#### Source document
"""

This portion of the spec is still potentially subject to major changes.
The •
symbol is used to access values other than primitives provided by BQN.
All system values described in the BQN specification are optional: an implementation does not have to include any of them. However, if a system value with one of the names given below is included, then it must have the specified behavior. For namespaces this rule applies to individual fields as well: a namespace may be provided with only some of the fields, but a field with one of the given names must behave as specified.
Name | Summary |
---|---|
•BQN |
Evaluate the argument string in an isolated scope |
•ReBQN |
Create a BQN-like evaluation function with options 𝕩 |
•primitives |
List of primitives as glyph-value pairs |
The left argument to •BQN
or the result of •ReBQN
, if given, is a list of up to three elements, giving a prefix of •state
(see next section) during evaluations of that function. Thus ⟨"","xyz"⟩•BQN"•name"
returns "xyz"
.

"""

Name each system value in the table of the BQN specification excerpt above, along with its summary.

Region labeling records
"""

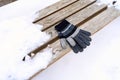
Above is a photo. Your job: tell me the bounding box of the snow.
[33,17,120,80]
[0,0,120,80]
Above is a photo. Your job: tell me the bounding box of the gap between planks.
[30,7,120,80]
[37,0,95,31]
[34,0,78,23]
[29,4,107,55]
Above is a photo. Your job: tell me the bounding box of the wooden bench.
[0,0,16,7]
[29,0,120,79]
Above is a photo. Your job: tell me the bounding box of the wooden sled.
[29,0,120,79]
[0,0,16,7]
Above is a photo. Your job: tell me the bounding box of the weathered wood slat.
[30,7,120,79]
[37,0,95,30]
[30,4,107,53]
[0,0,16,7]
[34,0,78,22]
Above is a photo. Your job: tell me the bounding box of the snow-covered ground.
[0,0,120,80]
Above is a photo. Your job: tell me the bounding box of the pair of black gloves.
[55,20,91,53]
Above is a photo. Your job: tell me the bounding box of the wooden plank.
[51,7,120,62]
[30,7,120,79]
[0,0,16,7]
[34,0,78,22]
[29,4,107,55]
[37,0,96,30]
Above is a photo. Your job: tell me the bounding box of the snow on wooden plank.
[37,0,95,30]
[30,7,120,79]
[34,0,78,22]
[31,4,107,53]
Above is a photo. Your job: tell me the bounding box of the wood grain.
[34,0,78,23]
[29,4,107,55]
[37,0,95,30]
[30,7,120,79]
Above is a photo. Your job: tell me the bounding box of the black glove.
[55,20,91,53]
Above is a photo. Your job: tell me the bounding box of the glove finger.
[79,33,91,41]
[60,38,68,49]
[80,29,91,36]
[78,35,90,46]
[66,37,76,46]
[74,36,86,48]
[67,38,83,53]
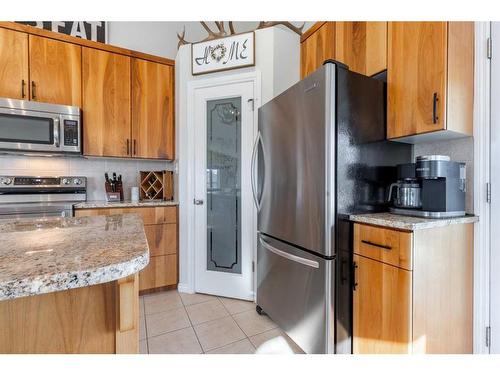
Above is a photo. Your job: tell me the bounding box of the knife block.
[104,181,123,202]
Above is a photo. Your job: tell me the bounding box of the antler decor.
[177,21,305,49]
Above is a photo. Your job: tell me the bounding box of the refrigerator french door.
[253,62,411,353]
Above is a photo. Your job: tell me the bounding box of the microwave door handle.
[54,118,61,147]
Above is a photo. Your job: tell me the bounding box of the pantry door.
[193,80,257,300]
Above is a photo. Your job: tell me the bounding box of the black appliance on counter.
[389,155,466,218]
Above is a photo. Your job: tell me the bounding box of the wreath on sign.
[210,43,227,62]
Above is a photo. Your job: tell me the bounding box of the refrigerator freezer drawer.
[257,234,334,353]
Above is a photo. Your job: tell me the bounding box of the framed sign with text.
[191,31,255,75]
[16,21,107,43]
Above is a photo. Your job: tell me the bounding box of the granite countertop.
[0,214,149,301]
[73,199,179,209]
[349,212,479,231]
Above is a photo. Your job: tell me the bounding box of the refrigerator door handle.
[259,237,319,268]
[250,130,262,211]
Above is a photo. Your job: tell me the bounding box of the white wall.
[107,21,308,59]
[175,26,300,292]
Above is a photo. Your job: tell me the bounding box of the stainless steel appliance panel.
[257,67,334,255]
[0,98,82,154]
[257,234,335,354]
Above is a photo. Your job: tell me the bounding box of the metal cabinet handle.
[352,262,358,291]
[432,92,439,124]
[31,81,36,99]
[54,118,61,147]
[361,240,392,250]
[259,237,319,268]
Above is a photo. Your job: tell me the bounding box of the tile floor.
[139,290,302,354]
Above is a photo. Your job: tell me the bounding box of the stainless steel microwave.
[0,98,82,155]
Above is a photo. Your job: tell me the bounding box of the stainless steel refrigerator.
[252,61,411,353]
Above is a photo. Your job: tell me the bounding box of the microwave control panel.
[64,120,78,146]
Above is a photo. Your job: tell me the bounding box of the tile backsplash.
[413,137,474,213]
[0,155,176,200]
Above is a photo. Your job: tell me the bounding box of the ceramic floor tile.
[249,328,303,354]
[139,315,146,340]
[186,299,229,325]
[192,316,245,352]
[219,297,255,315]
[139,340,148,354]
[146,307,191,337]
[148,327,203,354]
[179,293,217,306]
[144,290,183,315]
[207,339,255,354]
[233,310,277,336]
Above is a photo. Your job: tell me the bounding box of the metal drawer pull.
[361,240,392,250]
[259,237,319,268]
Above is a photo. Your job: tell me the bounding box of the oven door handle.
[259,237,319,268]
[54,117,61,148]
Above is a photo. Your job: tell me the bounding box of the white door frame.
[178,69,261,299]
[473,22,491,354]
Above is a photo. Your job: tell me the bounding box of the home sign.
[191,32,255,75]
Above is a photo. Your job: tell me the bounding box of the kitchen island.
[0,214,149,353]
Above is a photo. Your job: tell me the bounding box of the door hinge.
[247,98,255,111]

"""

#### Answer in full
•BQN: Evaluate the argument string in an isolated scope
•ReBQN: Create a BQN-like evaluation function with options 𝕩
•primitives: List of primitives as glyph-value pairs